● Exercise task: Reproduce the passage of the Markdown-to-PDF thread below word for word, from "mandolyte avatar Dec" to "facilitate programmatic styling.".

## Start Passage provided

Nice start, @mandolyte! Even though I knew that blackfriday v2 exposed the document AST, it's interesting to see it used in this context. I look forward to seeing what your project becomes.

I haven't read your code too carefully yet, and I am not familiar with Markdown's corner cases, so my next remark may be uninformed. You may wish to maintain stacks for attributes such as italic, bold, font size, color, etc. in PdfRenderer. (This is easy to do with go slices.) That way, when you leave a node you can simply pop the appropriate attribute and apply the new top. However, on second thought, Markdown probably protects against nesting the same attribute, so this likely doesn't buy you anything. (In HTML, a stack helps to render things like a<i>b<i>c</i>d</i>e so that d isn't incorrectly set to non-italic.)

jung-kurt avatar Dec 21 '17 23:12 jung-kurt

Yup, you are correct. The only renderer they have for v2 is HTML; which means they are really going from one markup to another. So they just need to close off the tags properly and the actual issue of rendering nested markups falls the browser. So I'll have to maintain the stack to do this properly for PDF. Thanks for drawing my attention to it.

mandolyte avatar Dec 22 '17 13:12 mandolyte

Instead of individual stacks for attributes, you may want to consider aggregating attributes into a structure, and then stacking only the structure. That way, down the road, you could have an API in which attributes for, say, # Heading or [some link](some url) are managed as a set. Then entering and leaving a header block or some other node involves only one push and and one pop. This might facilitate programmatic styling.

jung-kurt avatar Dec 22 '17 13:12 jung-kurt

Sorry for the delays, we found a few legal issues that had to be worked out before I could release the package, and I had to scrub most of our tests out of the package as they contained the documents belonging to the business which I wouldn't be able to release.

... that and with the holiday period things got delayed

So to the point, I've released the docgen library here https://github.com/Maldris/commonmarkDocgen

As a note on its current state:

  • pretty much no test coverage as I had to nuke all our tests out of the repo and its history to be able to release it (things have been tested with out templates, but Ill have to make new tests and templates before it'll show up in the repo)
  • documentation is super basic as all our in-house documentation once again had stuff I couldn't release, so that's a work in progress
  • no documentation for some of the custom markup tags we added because we needed them (yet)

## End Passage provided
## Start Dataset extract

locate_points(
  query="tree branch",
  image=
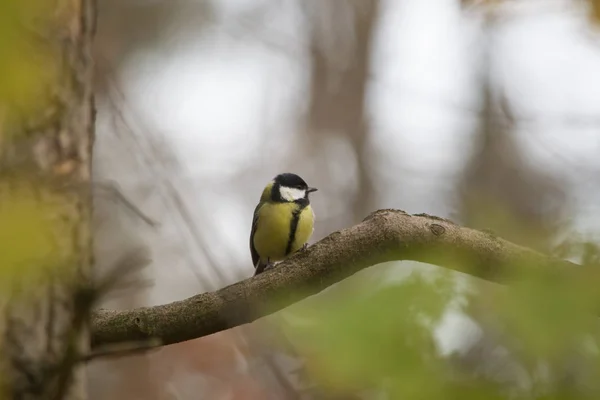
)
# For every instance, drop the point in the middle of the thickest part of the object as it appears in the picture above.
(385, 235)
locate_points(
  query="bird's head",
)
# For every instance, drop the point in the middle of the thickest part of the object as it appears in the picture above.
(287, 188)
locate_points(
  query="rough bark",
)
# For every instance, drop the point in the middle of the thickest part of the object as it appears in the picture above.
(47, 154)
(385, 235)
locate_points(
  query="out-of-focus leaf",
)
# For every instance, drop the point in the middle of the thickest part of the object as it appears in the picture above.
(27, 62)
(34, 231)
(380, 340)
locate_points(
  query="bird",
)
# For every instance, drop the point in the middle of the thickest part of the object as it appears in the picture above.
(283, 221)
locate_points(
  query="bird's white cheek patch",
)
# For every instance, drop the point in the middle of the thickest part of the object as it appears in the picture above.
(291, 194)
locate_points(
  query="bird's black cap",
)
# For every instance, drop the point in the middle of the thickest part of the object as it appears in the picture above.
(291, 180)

## End Dataset extract
## Start Dataset extract

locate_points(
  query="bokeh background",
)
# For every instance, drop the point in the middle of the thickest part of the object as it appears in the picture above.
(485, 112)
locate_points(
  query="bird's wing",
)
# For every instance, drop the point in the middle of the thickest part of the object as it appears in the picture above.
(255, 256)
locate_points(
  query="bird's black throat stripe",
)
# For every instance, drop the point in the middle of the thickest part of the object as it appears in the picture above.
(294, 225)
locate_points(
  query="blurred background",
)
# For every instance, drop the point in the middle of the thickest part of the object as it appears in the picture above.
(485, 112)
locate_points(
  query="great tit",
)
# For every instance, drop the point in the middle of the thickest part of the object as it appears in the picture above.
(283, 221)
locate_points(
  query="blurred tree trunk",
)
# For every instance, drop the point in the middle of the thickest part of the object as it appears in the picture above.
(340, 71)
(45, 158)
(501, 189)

## End Dataset extract
## Start Dataset extract

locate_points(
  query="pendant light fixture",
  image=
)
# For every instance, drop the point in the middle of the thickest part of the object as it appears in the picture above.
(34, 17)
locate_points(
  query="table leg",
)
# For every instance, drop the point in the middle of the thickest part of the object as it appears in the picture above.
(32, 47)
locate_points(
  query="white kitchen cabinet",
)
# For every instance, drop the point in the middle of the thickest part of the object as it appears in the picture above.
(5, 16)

## End Dataset extract

● Final result:
mandolyte avatar Dec 22 '17 13:12 mandolyte

Instead of individual stacks for attributes, you may want to consider aggregating attributes into a structure, and then stacking only the structure. That way, down the road, you could have an API in which attributes for, say, # Heading or [some link](some url) are managed as a set. Then entering and leaving a header block or some other node involves only one push and and one pop. This might facilitate programmatic styling.